SOURCE DOCUMENT>

***

PoB is defined as the probability density function of the ratio of total power demand to the total power generation in the islanded sub-microgrid. PoB in sub-microgrids 1, 2 and 3 can be expressed by (18)–(20). Sub-microgrid 1 consists of 9 MW wind plant and load of 8 MW, sub-microgrid 2 represents 9 MW wind plant with 2.5 MW load. A 2.5 MW diesel generator feeding 8 MW load constitute sub-microgrid 3. The sources and loads are assumed to maintain a power factor of 1.

$${PoB}_{1}=PDF1\left[\frac{\sum_{i=1}^{N}{PL}_{SMG1}+j{QL}_{SMG1}}{{P}_{SMG1}+j{Q}_{SMG1}}\right]$$
(18)
$${PoB}_{2}=PDF2\left[\frac{\sum_{i=1}^{N}{PL}_{SMG2}+j{QL}_{SMG2}}{{P}_{SMG2}+j{Q}_{SMG2}}\right]$$
(19)
$${PoB}_{3}=PDF3\left[\frac{\sum_{i=1}^{N}{PL}_{SMG3}+j{QL}_{SMG3}}{{P}_{SMG3}+j{Q}_{SMG3}}\right]$$
(20)

where PDF1, PDF2 and PDF3 are probability density functions with a normal distribution as given in (21) for sub-microgrids 1, 2 and 3 respectively.

$$ {\text{PDF}} = \frac{1}{\sigma \surd 2\pi }*e^{{\frac{{ - \left( {A - \mu } \right)^{2} }}{{2\sigma^{2} }}}} $$
(21)

***

RECORDED DATA>

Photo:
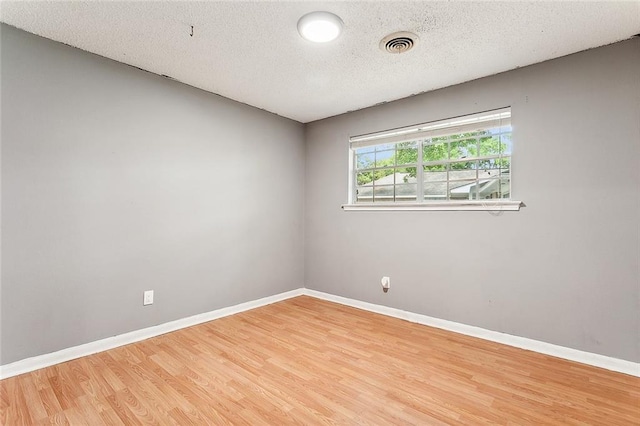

***

SET TASKS>
a) Please list each of the three sub-microgrids in the PoB passage above the lines, giving its power source and its load.
b) Write the next part of the PoB passage, starting right after equation (21).

OUTPUTS BY TASK>
a)
Sub-microgrid 1: 9 MW wind plant, 8 MW load
Sub-microgrid 2: 9 MW wind plant, 2.5 MW load
Sub-microgrid 3: 2.5 MW diesel generator, 8 MW load

b)
where A defines ratio of output power of DG to the load, μ and σ denote mean and standard deviation respectively.

PLSMG, QLSMG denote real and reactive power demands in the microgrid and PSMG, QSMG are the real and reactive power generation from the sources in the microgrid.

Islanded operation is possible when PoB lies between 0.95 and 1.5 to accommodate any NDZ [22]. Lower threshold of 0.95 is adopted to include the situation where generation exceeds load. The upper value accommodates system losses in the sub-microgrids. PoB threshold is then chosen as,

$$ 0.{95} < {\text{PoB}} < {1}.{5} $$
(22)

Time span during which the island satisfies the PoB limits can be defined as duration of probability of operation (PoID) in islanded mode,

$$ PoID = n*t $$
(23)

where n represents instants of time when PoB satisfies the constraints, t being sampling rate. Time required to change from grid tied to islanded mode for converters has been approximated to be as under 640 ms as per [14].

Sampling rate is 10 ms with delay in communication assumed as 20 ms [14]. PoB obtained for sub-microgrids 1 and 2 are illustrated in Fig. 12a. Relay senses and communicates to the MGCC when CB5 connecting to sub-microgrid 2 is opened. As PoB is not satisfying the threshold, instantaneous measure would be to detach the wind plant. To evaluate the proposed IDA for IEs in the microgrid an index is formulated. Microgrid Performance Index (MGPI) is the ratio of number of autonomous sub-microgrids on islanding detection to number of IEs identified at the PoC.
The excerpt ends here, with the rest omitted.